## BEGIN Provided data

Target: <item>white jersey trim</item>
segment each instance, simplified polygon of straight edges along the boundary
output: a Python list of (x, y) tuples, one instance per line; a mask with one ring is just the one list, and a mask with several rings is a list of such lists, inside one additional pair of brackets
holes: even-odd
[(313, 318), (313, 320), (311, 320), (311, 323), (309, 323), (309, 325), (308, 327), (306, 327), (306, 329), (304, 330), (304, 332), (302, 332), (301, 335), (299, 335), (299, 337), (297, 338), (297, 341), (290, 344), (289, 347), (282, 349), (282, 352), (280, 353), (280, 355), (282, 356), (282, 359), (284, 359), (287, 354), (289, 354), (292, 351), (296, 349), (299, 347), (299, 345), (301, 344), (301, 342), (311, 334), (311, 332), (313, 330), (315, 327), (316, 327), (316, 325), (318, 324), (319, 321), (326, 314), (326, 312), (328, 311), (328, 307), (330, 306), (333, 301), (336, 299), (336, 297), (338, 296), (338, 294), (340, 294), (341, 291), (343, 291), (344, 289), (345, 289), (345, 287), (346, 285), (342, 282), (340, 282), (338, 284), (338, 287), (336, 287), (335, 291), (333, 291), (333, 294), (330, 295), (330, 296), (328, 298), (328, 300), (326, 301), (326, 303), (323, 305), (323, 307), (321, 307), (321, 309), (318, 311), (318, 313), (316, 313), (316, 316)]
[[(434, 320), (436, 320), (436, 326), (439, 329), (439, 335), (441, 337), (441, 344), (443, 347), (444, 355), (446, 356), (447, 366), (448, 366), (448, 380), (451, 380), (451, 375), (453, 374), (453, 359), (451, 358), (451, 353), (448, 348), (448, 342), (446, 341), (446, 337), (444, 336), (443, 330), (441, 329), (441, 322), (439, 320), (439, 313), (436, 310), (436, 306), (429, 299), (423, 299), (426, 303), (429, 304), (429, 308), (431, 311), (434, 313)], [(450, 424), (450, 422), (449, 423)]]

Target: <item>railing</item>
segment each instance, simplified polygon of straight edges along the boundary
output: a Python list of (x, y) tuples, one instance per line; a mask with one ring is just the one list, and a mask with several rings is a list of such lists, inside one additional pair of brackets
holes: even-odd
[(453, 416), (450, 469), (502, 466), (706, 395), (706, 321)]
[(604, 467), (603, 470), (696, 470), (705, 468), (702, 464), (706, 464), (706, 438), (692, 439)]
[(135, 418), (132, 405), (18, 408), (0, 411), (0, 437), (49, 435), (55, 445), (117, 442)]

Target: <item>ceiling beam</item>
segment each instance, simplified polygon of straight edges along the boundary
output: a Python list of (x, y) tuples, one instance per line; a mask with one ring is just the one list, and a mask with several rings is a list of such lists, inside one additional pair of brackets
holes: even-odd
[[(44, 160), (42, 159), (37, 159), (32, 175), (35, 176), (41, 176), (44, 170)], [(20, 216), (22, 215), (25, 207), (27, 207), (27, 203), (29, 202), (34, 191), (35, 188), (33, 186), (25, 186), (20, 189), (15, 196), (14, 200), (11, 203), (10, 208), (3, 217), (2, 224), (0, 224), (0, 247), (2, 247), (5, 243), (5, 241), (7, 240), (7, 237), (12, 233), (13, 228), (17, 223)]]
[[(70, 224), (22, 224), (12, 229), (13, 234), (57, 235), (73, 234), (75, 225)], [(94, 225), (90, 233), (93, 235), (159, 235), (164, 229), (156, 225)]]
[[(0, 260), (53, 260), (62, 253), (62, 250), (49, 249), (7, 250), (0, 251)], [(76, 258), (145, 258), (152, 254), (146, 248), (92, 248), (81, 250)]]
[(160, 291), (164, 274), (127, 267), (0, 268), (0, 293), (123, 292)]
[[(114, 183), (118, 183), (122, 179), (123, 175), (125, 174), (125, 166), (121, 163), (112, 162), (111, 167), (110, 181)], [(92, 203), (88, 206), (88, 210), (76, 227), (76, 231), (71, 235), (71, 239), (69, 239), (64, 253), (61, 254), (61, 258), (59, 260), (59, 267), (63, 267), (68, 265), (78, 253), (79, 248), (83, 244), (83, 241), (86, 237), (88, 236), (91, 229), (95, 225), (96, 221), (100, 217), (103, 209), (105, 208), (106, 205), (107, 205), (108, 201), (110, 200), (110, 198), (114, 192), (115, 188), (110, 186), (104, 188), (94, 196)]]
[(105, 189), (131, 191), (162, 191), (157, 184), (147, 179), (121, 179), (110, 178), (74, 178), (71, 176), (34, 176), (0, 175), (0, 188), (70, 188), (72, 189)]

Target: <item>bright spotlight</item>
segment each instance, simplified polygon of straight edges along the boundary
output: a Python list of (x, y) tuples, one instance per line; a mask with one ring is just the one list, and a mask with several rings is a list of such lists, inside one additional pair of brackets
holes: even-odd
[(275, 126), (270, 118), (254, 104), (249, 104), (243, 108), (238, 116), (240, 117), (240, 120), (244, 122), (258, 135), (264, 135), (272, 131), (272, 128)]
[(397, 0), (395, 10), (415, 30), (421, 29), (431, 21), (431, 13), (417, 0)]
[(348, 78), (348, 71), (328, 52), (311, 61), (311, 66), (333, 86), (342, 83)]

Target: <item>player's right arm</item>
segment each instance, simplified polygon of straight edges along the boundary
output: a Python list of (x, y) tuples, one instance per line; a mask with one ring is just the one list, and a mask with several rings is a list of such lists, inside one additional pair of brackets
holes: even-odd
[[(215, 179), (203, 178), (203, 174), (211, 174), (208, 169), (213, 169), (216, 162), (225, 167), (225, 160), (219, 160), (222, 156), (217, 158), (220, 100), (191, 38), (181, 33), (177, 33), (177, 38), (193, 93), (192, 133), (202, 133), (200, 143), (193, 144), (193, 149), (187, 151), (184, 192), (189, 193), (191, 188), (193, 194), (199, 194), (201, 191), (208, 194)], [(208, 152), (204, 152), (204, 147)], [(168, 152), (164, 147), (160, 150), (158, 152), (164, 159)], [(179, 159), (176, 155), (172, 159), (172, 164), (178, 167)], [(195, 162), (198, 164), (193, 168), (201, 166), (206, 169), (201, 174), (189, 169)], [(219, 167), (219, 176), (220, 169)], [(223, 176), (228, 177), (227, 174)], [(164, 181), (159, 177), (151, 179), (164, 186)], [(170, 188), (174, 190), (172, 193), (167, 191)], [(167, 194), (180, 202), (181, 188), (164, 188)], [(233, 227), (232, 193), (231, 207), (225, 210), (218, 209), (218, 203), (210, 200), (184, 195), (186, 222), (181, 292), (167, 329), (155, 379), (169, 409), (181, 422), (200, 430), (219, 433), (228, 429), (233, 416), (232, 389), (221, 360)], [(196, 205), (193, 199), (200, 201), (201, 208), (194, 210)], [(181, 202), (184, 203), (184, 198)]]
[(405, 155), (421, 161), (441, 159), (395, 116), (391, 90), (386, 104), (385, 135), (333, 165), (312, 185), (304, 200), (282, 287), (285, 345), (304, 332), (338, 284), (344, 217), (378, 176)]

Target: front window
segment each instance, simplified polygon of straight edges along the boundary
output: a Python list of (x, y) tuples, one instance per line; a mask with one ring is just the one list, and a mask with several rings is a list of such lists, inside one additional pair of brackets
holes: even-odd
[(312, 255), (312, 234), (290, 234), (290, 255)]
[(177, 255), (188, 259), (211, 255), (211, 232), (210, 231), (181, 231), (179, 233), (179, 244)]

## END Provided data

Exercise: Please copy all of the material above back out word for word, leaving nothing out and adding nothing.

Finished exercise:
Target: <item>white jersey trim</item>
segment each instance, simplified polygon of straight edges along the boundary
output: a Python list of (x, y) tuples, one instance per line; a mask with one ring is just the one list, and a mask with several rings is a list of such lists, inside one additional pair of brackets
holes: even-odd
[(313, 318), (313, 320), (311, 320), (311, 323), (309, 323), (309, 325), (308, 327), (306, 327), (306, 329), (304, 330), (304, 332), (302, 332), (301, 335), (299, 335), (299, 337), (297, 338), (297, 341), (290, 344), (289, 347), (282, 349), (282, 352), (280, 353), (280, 355), (282, 356), (282, 359), (284, 359), (287, 354), (289, 354), (292, 351), (296, 349), (299, 347), (299, 345), (301, 344), (301, 342), (311, 334), (311, 332), (313, 330), (315, 327), (316, 327), (316, 325), (318, 324), (319, 321), (326, 314), (326, 312), (328, 311), (328, 307), (330, 306), (333, 301), (336, 299), (336, 297), (338, 296), (338, 294), (340, 294), (341, 291), (343, 291), (344, 289), (345, 289), (345, 287), (346, 285), (342, 282), (340, 282), (338, 284), (338, 287), (336, 287), (335, 291), (333, 291), (333, 294), (330, 295), (330, 296), (328, 298), (328, 300), (326, 301), (326, 303), (323, 305), (323, 307), (321, 307), (321, 309), (318, 311), (318, 313), (316, 313), (316, 316)]
[[(434, 320), (436, 320), (436, 326), (439, 329), (439, 335), (441, 337), (441, 344), (443, 347), (444, 355), (446, 356), (447, 366), (448, 366), (448, 380), (451, 380), (451, 375), (453, 374), (453, 359), (451, 358), (451, 353), (448, 348), (448, 342), (446, 341), (446, 337), (444, 336), (443, 330), (441, 329), (441, 322), (439, 320), (439, 313), (436, 310), (436, 306), (429, 299), (423, 299), (426, 303), (429, 304), (429, 308), (431, 311), (434, 313)], [(450, 424), (450, 422), (449, 423)]]

Target: <item>railing</item>
segment each instance, simplified polygon of straight edges along the boundary
output: a Python list of (x, y) tuples, one instance per line; a mask with one ring is just the one list, and a mask with several rings is a list of such lists, inside one additional pair of brackets
holes: even-odd
[(453, 416), (450, 469), (502, 466), (706, 395), (706, 321)]
[(604, 467), (603, 470), (696, 470), (705, 468), (702, 464), (706, 464), (706, 438), (692, 439)]
[(135, 418), (132, 405), (18, 408), (0, 411), (0, 437), (49, 435), (55, 445), (117, 442)]

Target: <item>ceiling beam</item>
segment each instance, simplified polygon of straight edges along the boundary
output: a Python list of (x, y) tuples, one instance per line; a mask with one ring is just the one list, and a mask with several rings is a list of such lists, inside one additional pair of brackets
holes: even-odd
[[(44, 160), (42, 159), (37, 159), (32, 175), (35, 176), (41, 176), (44, 170)], [(20, 216), (22, 215), (25, 207), (27, 207), (27, 203), (29, 202), (34, 191), (35, 188), (33, 186), (25, 186), (20, 189), (15, 196), (14, 200), (11, 203), (10, 208), (3, 217), (2, 224), (0, 224), (0, 247), (2, 247), (5, 243), (5, 241), (7, 240), (7, 237), (12, 233), (13, 228), (17, 223)]]
[[(70, 224), (22, 224), (12, 229), (13, 234), (57, 235), (73, 234), (75, 225)], [(94, 225), (90, 233), (93, 235), (159, 235), (164, 229), (156, 225)]]
[[(0, 260), (53, 260), (62, 253), (62, 250), (49, 249), (7, 250), (0, 251)], [(76, 258), (145, 258), (152, 254), (146, 248), (92, 248), (81, 250)]]
[(160, 291), (164, 274), (127, 267), (0, 268), (0, 293), (123, 292)]
[[(114, 183), (118, 183), (122, 179), (123, 175), (125, 174), (125, 166), (121, 163), (112, 162), (111, 167), (110, 181)], [(92, 203), (88, 206), (88, 210), (76, 227), (76, 231), (71, 235), (71, 239), (69, 239), (64, 253), (61, 254), (61, 258), (59, 260), (59, 267), (63, 267), (68, 265), (78, 253), (79, 248), (83, 244), (83, 241), (86, 237), (88, 236), (91, 229), (95, 225), (96, 221), (100, 217), (103, 209), (105, 208), (106, 205), (107, 205), (108, 201), (110, 200), (110, 198), (114, 192), (115, 188), (110, 186), (104, 188), (94, 196)]]
[(105, 189), (131, 191), (162, 191), (157, 184), (147, 179), (121, 179), (110, 178), (74, 178), (71, 176), (34, 176), (0, 175), (0, 188), (70, 188), (72, 189)]

Target: <item>bright spotlight</item>
segment each instance, simplified polygon of straight edges along the boundary
output: a Python list of (x, y) tuples, one instance per line; a mask with one ring is just the one list, and a mask with several rings is a list of such lists, inside one additional pair of brackets
holes: even-odd
[(275, 126), (270, 118), (254, 104), (249, 104), (243, 108), (238, 116), (240, 117), (240, 120), (244, 122), (258, 135), (264, 135), (272, 131), (272, 128)]
[(397, 0), (395, 10), (415, 30), (421, 29), (431, 21), (431, 13), (417, 0)]
[(348, 78), (348, 71), (328, 52), (311, 61), (311, 66), (333, 86), (342, 83)]

Target: <item>player's right arm</item>
segment each instance, simplified polygon of straight edges along the boundary
output: a Python list of (x, y) tuples, one instance per line; a mask with one ring is just the one list, and a mask with several rings is a list of such lists, inside one additional pair of brackets
holes: even-odd
[[(215, 179), (203, 178), (203, 174), (211, 174), (208, 169), (213, 169), (216, 162), (225, 167), (225, 160), (219, 160), (222, 156), (217, 158), (220, 100), (191, 38), (181, 33), (177, 33), (177, 38), (193, 93), (192, 133), (202, 133), (200, 143), (193, 144), (193, 149), (187, 151), (184, 192), (189, 193), (191, 188), (193, 194), (199, 194), (201, 191), (208, 194)], [(208, 152), (204, 152), (204, 147)], [(168, 152), (164, 147), (160, 150), (158, 152), (164, 159)], [(179, 159), (176, 155), (172, 159), (172, 164), (178, 167)], [(195, 162), (198, 164), (193, 168), (201, 166), (206, 169), (201, 174), (189, 169)], [(219, 167), (219, 176), (220, 169)], [(223, 176), (228, 177), (227, 174)], [(164, 181), (159, 177), (151, 179), (164, 186)], [(170, 188), (174, 190), (172, 193), (167, 191)], [(167, 194), (180, 202), (181, 188), (164, 188)], [(233, 227), (232, 193), (231, 207), (225, 210), (218, 209), (218, 203), (210, 200), (184, 195), (186, 222), (181, 292), (167, 329), (155, 379), (169, 409), (181, 422), (200, 430), (219, 433), (228, 429), (233, 416), (232, 389), (221, 360)], [(196, 205), (193, 199), (200, 201), (201, 208), (194, 210)], [(181, 202), (184, 203), (184, 198)]]
[(405, 155), (421, 161), (441, 159), (395, 116), (391, 90), (386, 104), (385, 135), (333, 165), (312, 185), (304, 200), (282, 287), (285, 345), (304, 332), (338, 284), (344, 217), (378, 176)]

Target: front window
segment each instance, simplified polygon of straight edges along the boundary
output: a Python list of (x, y) tuples, one instance per line; a mask with one ring is just the one list, and a mask with several rings is a list of such lists, inside one additional pair of brackets
holes: even-odd
[(312, 255), (312, 234), (290, 234), (290, 255)]
[(177, 255), (188, 259), (211, 255), (211, 232), (210, 231), (181, 231), (179, 233), (179, 244)]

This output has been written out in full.